[begin Records to use]

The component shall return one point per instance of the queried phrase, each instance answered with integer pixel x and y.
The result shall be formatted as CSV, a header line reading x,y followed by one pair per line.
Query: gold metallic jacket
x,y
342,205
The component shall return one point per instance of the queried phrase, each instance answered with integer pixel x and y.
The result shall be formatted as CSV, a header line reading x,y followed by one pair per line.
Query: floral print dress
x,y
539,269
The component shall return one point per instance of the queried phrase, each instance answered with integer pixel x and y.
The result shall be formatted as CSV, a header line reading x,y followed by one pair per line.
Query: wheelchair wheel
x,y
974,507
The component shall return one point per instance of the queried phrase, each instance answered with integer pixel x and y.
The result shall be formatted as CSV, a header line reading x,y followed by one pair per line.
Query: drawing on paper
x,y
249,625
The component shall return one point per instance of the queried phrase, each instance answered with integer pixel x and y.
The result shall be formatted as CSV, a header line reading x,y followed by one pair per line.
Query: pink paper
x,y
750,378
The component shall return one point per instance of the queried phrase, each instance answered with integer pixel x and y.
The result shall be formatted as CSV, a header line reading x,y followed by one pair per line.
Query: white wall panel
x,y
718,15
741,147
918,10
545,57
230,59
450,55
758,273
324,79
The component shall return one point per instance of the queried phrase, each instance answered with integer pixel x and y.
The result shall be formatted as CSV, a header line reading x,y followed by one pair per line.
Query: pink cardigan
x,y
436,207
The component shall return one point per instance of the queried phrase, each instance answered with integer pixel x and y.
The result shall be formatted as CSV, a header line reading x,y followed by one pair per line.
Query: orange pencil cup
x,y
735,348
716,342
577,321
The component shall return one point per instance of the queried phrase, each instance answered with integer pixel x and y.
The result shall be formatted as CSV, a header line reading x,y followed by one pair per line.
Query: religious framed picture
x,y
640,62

[end Records to use]

## Short exercise
Return the listing above word for word.

## Exercise answer
The component shall return one point per instance of the queried phrase, each instance answered with integer pixel x and y.
The result shall be formatted as CSV, a header line reading x,y followed by one pair per line.
Query: gold metallic jacket
x,y
342,205
The component shall return one point per instance of the queried phrase, each instance answered with integer pixel x and y.
The result shall be formatted as CSV, a header line reading x,y followed by one pair per line.
Query: floral print dress
x,y
539,269
The component shall return one point per instance of the queried phrase, each instance answered with integer pixel x and y.
The result shall be formatted as CSV, a header line reading x,y followed by one pair per line.
Query: wheelchair wheel
x,y
974,507
The component shall return one point per instance of the queried phrase, each instance answered with integer pixel x and y.
The result shall be formatted as CSV, a header line reading x,y followed by one pair per line.
Query: drawing on paper
x,y
249,625
The component shall return one point per instance of the queried phrase, each instance answered with integer pixel x and y.
The result shall be formatted as CSV, a header line reading x,y followed by one pair per line.
Query: pink paper
x,y
750,378
The component shall return one point per instance of the queried phrase, each instance answered with integer pixel x and y.
The result shall be formatted as CSV, a header line reading x,y followed by one pair per line.
Query: white wall panel
x,y
718,15
741,147
918,10
545,57
230,59
450,55
758,273
324,79
The component shall return one point per instance of the queried phrase, each instance answered with integer pixel x and y.
The result shall be formatted as CSV, a header line reading x,y followed by one pair per line.
Query: pink cardigan
x,y
436,207
The component shall return one point per instance of the queried phrase, each instance answered with integer pixel x and y.
The result shall be formatted as CSV, a header line reading x,y followed by one pair per line.
Query: orange pencil cup
x,y
735,348
716,342
577,321
The component shall return one point per instance of the queried phrase, each instance answered with integer pixel x and y.
The result shall be formatted as CSV, a header line reading x,y followed by one pair per line.
Query: religious framed picture
x,y
640,62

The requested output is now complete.